### Records supplied ###
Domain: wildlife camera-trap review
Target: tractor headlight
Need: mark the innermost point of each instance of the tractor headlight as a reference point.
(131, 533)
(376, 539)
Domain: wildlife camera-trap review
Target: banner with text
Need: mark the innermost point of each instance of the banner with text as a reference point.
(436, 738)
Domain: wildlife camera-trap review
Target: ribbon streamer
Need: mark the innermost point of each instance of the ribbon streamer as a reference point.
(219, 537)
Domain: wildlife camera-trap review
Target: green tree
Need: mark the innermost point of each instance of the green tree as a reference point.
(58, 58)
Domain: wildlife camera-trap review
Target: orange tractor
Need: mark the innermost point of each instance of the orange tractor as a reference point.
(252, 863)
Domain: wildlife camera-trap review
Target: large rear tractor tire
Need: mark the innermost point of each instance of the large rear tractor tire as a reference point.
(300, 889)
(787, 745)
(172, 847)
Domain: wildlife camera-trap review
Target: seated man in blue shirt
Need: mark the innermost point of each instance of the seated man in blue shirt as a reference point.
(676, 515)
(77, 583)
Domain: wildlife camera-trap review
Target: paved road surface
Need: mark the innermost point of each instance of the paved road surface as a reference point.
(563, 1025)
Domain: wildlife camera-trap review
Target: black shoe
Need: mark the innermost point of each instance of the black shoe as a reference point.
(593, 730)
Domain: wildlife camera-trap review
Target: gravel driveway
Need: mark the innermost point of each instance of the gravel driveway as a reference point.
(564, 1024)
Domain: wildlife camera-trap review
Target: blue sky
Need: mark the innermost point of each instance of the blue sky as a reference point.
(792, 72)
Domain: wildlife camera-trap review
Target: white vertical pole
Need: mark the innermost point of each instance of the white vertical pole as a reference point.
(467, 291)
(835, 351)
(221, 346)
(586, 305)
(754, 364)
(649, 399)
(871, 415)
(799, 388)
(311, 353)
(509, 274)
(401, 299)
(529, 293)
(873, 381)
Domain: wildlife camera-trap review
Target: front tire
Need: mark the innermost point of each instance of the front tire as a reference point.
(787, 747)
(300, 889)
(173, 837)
###
Request – Your task is to reproduce the whole listing exactly.

Answer –
Domain: wildlife camera-trap review
Target: tractor headlight
Need: mark the innermost point of each instance of the tractor headlight as a reference point.
(131, 533)
(376, 539)
Domain: wildlife camera-trap review
Target: banner with text
Need: mark the innermost point of each instance of the banner with text as a reference point.
(436, 738)
Domain: wildlife camera-trap review
Target: ribbon streamer
Need: mark the innermost point of each instance of the ribbon streamer as a reference point.
(219, 537)
Domain: wildlife camera-trap review
Target: green tree
Need: mark the innermost point of each instance of the green tree as a reference point.
(58, 58)
Domain: wildlife camera-trap review
Target: orange tractor
Need: mark the innermost point of each instance of the orange tractor as a reference point.
(252, 863)
Domain: wildlife camera-trap review
Target: large rear tractor tire
Need: mark the innermost point of each instance of the large rear tractor tire as a reference point.
(300, 889)
(787, 745)
(172, 847)
Domain: wildlife camera-trap review
Target: seated man in blue shirt
Need: mark the innermost point of each instance of the seated man in blue shirt as a reference point.
(676, 515)
(77, 583)
Domain: wildlife camera-trap review
Target: paved road surface
Need: mark the innermost point of each instance of the paved road surface as a reference point.
(563, 1025)
Domain: wildlife camera-trap review
Target: black shoe
Need: mark the innermost point of each instance of the black shoe as a reference point.
(593, 730)
Domain: wildlife camera-trap review
Target: gravel driveway
Need: mark the innermost point of each instance of the gravel driveway as a reference point.
(564, 1024)
Domain: wildlife camera-trap review
Target: blue sky
Need: mark the innermost point of each instance of the blue sky as a reference point.
(792, 72)
Domain: wildlife camera-trap review
Target: white vertical pole
Need: mark the innermost point of each instance of the white vertical pole as a reference point.
(467, 291)
(835, 351)
(221, 346)
(586, 305)
(754, 364)
(649, 399)
(871, 415)
(799, 388)
(311, 353)
(509, 274)
(401, 299)
(529, 293)
(873, 381)
Domain: wildlife camera-trap review
Target: front tire
Need: mark the innermost point of each instance of the front tire as a reference point.
(787, 747)
(300, 889)
(173, 837)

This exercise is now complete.